Palestina adalah sebuah nama untuk wilayah barat Syiria, yaitu wilayah yang terletak di bagian barat Asia dan bagian pantai timur Laut Tengah. Sebagaimana diketahui oleh para arkeolog bahwa kota yang pertama kali dibangun dalam sejarah manusia adalah kota “Ariha” (Jericho) yang terletak di timur laut Palestina, yang dibangun kira-kira 8000 tahun SM. Palestina pada awalnya memang merupakan tanah air bagi bangsa Israel yaitu dari tahun 1000 SM-135 M. Pada tahun 1000 SM, Nabi Daud a.s. (‘alaihissalam) bersama dengan Thalut (lihat Alqur’an S. 2: 246-251) dapat mengalahkan bangsa Ammonit (Amaliqah) dan Philistine (rakyat yang suka berperang di Palestina) dari negeri Palestina, sehingga Nabi Daud a.s. bersama dengan keturunannya menjadi raja di sana. Dalam rentang waktu yang lama (1000 SM-135 M) negeri Palestina pernah berada di bawah Kerajaan Achaemanid Persia (539 SM-330 SM).

_Tugas Wajib_.
**1)** Sebutkan semua bangsa yang disebut dengan kata "bangsa" dalam teks tentang Palestina.
**2)** Jawab pertanyaan berikut berdasarkan teks tentang Palestina.
(a) Kira-kira kapan kota Ariha (Jericho) dibangun?
(b) Bersama siapa Nabi Daud a.s. mengalahkan bangsa Ammonit dan Philistine?
(c) Pada rentang tahun berapa Palestina berada di bawah Kerajaan Achaemanid Persia?
**3)** Salin bagian teks tentang Palestina mulai dari "Palestina adalah sebuah" sampai "(539 SM-330 SM).".
Baris-baris data di bawah ini tidak berkaitan dengan teks tentang Palestina.

Entri dari set data penunjukan:
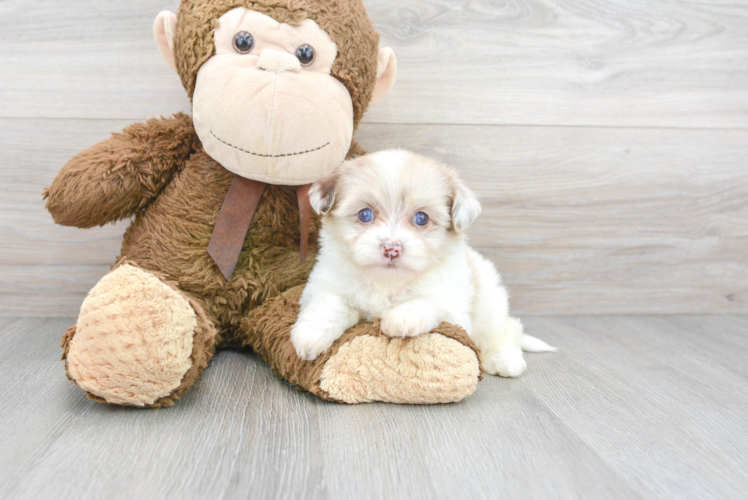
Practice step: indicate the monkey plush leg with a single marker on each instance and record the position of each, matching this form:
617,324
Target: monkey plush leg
364,365
138,341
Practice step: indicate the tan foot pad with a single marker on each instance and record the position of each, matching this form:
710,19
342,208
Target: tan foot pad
133,339
426,369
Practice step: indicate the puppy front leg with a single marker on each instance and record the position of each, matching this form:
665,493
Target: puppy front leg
410,319
322,321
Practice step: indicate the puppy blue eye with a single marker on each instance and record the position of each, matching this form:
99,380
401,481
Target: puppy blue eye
421,219
366,215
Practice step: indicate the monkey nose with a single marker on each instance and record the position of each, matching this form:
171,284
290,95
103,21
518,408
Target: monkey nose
392,250
275,60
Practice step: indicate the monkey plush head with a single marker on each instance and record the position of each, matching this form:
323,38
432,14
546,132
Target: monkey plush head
277,86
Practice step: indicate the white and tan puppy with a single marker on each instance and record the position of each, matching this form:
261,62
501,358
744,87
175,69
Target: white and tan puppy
392,247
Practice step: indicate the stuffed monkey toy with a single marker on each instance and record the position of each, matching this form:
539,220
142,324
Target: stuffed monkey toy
222,237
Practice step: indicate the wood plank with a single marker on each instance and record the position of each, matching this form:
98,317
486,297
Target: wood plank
631,407
241,432
578,220
668,415
536,62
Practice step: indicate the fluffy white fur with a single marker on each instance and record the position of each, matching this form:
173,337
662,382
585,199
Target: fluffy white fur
412,277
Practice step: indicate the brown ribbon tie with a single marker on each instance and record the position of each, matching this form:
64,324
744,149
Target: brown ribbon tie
236,215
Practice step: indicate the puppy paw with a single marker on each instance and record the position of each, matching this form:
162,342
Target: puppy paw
406,324
506,363
310,340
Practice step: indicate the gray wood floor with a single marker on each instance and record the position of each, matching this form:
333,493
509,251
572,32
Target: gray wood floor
631,407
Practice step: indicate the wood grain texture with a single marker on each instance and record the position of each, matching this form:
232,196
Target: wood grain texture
631,407
537,62
578,220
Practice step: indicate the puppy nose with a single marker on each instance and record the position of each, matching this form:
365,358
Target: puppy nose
275,60
392,250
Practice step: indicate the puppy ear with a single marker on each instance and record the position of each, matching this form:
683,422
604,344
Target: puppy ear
322,193
465,207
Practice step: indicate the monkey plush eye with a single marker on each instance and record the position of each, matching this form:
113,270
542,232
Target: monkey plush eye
305,54
244,42
421,219
366,215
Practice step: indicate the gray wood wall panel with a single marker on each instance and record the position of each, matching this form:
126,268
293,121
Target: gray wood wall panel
578,220
608,140
586,62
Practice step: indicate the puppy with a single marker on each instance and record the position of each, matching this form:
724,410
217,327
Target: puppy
392,247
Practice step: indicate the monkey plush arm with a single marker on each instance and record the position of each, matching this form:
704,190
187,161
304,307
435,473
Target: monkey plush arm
120,176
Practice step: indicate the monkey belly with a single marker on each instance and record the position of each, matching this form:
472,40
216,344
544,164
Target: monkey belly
172,234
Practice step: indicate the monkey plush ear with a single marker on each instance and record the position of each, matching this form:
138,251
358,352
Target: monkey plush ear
465,207
164,28
386,73
322,193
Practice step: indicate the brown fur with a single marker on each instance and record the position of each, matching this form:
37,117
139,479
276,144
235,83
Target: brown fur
158,172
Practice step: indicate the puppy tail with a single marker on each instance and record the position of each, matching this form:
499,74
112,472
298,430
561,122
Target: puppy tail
533,344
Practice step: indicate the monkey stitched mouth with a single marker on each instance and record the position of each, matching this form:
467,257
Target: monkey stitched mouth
269,156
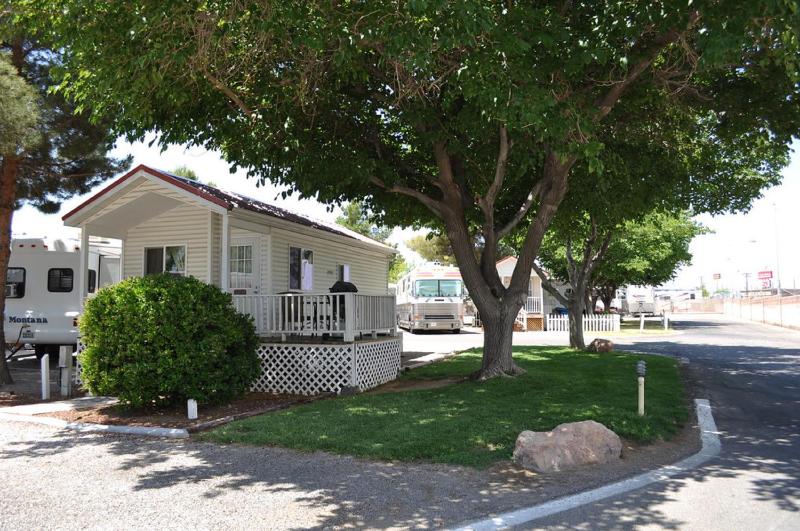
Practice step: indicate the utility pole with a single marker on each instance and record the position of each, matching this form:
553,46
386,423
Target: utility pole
778,264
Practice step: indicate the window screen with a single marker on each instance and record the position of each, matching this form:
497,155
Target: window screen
59,280
92,281
294,268
15,283
154,261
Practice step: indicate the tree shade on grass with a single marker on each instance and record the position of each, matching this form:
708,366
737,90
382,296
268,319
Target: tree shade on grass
476,424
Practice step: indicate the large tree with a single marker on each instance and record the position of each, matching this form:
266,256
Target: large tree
467,114
65,155
592,259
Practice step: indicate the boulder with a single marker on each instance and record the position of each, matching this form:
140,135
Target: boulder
567,446
601,345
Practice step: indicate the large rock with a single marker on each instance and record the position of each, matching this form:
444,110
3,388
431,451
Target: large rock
567,446
601,345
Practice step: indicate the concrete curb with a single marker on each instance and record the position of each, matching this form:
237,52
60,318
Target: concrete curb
171,433
709,437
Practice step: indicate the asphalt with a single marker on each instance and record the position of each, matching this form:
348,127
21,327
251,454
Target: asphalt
751,374
56,479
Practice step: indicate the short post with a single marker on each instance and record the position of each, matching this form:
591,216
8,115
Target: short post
641,368
65,366
45,365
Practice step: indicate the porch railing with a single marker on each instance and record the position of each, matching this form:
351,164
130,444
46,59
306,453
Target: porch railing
533,305
336,314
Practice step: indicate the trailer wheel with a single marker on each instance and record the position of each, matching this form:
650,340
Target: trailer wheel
41,350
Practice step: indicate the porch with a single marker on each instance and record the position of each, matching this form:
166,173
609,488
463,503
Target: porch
340,316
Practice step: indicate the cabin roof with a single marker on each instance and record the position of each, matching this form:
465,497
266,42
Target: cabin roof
230,201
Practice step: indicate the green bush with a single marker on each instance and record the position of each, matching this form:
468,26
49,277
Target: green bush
162,339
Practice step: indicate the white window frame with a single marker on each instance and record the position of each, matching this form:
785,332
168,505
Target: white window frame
164,257
303,251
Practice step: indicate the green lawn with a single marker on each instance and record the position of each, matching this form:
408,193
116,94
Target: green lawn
473,423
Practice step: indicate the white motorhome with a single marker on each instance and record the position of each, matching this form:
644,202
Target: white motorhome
637,300
431,297
42,296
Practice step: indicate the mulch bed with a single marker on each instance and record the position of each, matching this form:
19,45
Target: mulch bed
175,417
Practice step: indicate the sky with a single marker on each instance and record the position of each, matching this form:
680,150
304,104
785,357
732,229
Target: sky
763,239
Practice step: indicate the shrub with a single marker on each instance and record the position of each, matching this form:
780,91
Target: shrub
162,339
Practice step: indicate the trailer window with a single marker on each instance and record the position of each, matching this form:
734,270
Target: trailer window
438,288
92,281
15,283
59,280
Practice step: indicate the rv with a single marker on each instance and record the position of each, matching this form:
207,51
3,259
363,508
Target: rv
42,292
431,297
638,300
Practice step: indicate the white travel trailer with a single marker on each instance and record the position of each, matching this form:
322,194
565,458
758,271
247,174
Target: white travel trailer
431,297
638,300
42,297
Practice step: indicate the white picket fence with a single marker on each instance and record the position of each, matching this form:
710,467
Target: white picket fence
591,323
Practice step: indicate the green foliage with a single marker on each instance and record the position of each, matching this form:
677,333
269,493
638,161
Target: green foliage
475,424
648,252
163,339
432,247
185,171
19,115
356,217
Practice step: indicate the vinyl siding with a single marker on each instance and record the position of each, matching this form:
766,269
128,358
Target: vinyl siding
368,270
183,225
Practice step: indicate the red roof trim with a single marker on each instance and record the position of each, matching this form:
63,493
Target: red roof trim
155,173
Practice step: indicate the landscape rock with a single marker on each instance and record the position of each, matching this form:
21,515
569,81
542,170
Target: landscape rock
567,446
601,345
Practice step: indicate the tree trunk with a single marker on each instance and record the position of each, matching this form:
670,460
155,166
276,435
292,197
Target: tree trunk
8,190
576,308
498,332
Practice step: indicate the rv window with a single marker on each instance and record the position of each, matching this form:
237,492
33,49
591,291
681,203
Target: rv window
344,273
15,283
92,281
59,280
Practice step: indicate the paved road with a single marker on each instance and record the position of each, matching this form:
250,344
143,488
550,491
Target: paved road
751,374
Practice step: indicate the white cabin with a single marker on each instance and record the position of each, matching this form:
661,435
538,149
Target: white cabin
533,311
279,266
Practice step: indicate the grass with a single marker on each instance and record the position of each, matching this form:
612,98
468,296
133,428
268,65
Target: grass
476,424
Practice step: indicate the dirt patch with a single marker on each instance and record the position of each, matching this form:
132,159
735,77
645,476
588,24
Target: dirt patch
396,386
175,417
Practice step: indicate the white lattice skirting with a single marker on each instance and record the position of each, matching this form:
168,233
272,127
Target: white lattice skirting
310,369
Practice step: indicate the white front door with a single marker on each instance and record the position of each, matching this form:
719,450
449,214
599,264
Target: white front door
245,273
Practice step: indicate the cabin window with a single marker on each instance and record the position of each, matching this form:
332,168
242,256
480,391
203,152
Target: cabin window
343,273
92,281
241,266
170,259
15,283
59,280
301,269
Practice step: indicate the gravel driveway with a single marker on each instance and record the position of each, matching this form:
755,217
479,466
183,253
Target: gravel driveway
62,480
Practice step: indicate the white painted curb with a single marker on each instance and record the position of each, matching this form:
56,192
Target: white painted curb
174,433
711,447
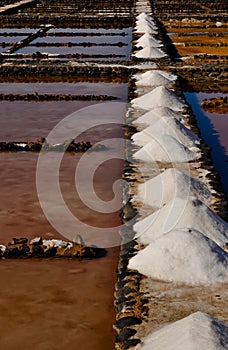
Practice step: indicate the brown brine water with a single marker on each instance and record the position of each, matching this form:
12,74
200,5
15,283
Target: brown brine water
55,303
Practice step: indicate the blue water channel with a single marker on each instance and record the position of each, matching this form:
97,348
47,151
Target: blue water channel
214,131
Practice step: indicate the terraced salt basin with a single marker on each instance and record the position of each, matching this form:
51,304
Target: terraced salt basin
27,121
69,302
107,42
214,129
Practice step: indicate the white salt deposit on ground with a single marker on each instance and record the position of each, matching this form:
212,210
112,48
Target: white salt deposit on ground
182,256
150,52
196,331
170,184
149,118
148,43
168,126
153,78
147,20
182,212
150,74
159,97
143,15
148,38
166,149
145,28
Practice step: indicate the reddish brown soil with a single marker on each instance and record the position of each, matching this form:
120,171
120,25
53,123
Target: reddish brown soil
57,304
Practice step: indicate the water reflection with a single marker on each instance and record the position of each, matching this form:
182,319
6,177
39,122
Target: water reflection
214,130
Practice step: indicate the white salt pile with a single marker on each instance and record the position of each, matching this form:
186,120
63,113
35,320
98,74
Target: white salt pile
170,184
150,52
184,212
145,27
159,97
143,15
146,20
148,43
166,149
168,126
154,78
149,118
182,256
196,331
147,39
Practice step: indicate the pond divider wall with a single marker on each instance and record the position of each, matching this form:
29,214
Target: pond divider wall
131,304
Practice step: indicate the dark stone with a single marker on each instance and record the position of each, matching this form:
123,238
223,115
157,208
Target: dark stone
94,252
128,212
38,251
12,252
20,240
125,334
124,291
127,321
51,252
132,342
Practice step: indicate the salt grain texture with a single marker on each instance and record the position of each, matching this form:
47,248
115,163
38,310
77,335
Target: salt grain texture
150,52
148,39
166,149
169,184
159,97
196,331
182,256
149,118
168,126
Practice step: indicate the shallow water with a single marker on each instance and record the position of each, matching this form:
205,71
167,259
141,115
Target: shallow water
214,131
64,50
27,121
58,304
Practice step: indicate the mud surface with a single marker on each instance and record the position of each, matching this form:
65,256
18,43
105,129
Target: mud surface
60,304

_Hasil Berurutan_.
**1)** Israel, Ammonit (Amaliqah), Philistine

**2)**
(a) Kira-kira 8000 tahun SM.
(b) Bersama Thalut.
(c) 539 SM-330 SM.

**3)**
Palestina adalah sebuah nama untuk wilayah barat Syiria, yaitu wilayah yang terletak di bagian barat Asia dan bagian pantai timur Laut Tengah. Sebagaimana diketahui oleh para arkeolog bahwa kota yang pertama kali dibangun dalam sejarah manusia adalah kota “Ariha” (Jericho) yang terletak di timur laut Palestina, yang dibangun kira-kira 8000 tahun SM. Palestina pada awalnya memang merupakan tanah air bagi bangsa Israel yaitu dari tahun 1000 SM-135 M. Pada tahun 1000 SM, Nabi Daud a.s. (‘alaihissalam) bersama dengan Thalut (lihat Alqur’an S. 2: 246-251) dapat mengalahkan bangsa Ammonit (Amaliqah) dan Philistine (rakyat yang suka berperang di Palestina) dari negeri Palestina, sehingga Nabi Daud a.s. bersama dengan keturunannya menjadi raja di sana. Dalam rentang waktu yang lama (1000 SM-135 M) negeri Palestina pernah berada di bawah Kerajaan Achaemanid Persia (539 SM-330 SM).